## Exercise requirements
Use the entries below to count the lines that hold the word "positive"; answer with the number only.

Saved data entries:
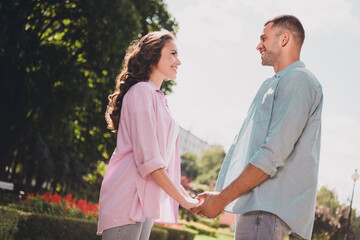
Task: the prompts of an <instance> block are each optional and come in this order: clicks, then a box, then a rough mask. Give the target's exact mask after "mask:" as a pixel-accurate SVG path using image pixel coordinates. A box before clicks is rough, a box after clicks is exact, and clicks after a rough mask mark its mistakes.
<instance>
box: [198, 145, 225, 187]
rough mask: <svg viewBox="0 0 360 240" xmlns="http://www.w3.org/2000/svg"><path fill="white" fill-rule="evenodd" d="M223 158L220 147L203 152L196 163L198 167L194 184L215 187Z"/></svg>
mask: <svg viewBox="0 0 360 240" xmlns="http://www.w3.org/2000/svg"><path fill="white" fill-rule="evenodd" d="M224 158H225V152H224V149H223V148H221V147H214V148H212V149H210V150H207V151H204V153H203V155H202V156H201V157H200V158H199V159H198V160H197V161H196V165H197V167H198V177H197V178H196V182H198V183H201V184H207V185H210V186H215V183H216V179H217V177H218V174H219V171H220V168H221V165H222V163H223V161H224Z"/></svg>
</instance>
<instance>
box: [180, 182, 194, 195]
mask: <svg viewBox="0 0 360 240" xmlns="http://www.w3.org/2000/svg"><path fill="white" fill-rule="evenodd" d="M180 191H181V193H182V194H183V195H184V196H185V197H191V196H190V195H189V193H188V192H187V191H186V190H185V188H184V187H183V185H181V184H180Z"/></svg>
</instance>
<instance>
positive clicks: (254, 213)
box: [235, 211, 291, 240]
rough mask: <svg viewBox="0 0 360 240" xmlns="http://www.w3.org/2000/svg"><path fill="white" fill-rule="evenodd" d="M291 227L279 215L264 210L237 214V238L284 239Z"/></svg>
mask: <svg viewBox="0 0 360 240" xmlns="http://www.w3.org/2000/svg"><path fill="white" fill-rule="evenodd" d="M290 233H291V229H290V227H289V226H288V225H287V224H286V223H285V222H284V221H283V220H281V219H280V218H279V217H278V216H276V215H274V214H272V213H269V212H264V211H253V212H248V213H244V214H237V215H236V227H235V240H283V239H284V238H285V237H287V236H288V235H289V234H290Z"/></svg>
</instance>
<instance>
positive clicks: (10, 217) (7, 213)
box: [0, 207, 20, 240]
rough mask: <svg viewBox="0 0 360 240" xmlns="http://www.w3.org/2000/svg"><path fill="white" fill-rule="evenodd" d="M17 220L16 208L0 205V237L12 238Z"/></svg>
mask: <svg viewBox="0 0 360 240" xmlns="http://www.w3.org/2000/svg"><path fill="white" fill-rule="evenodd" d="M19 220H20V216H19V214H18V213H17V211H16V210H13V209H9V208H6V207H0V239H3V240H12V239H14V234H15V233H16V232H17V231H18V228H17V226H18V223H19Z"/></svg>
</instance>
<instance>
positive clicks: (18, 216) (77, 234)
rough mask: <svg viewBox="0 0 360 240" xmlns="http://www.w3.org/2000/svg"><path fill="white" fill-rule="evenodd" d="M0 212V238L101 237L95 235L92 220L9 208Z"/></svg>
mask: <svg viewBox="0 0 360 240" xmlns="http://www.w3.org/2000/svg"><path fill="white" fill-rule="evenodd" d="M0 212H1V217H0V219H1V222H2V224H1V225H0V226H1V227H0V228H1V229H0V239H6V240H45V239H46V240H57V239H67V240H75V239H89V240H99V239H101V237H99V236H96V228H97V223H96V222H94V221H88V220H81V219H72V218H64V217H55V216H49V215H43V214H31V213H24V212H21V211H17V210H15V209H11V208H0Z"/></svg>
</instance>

## Task answer
3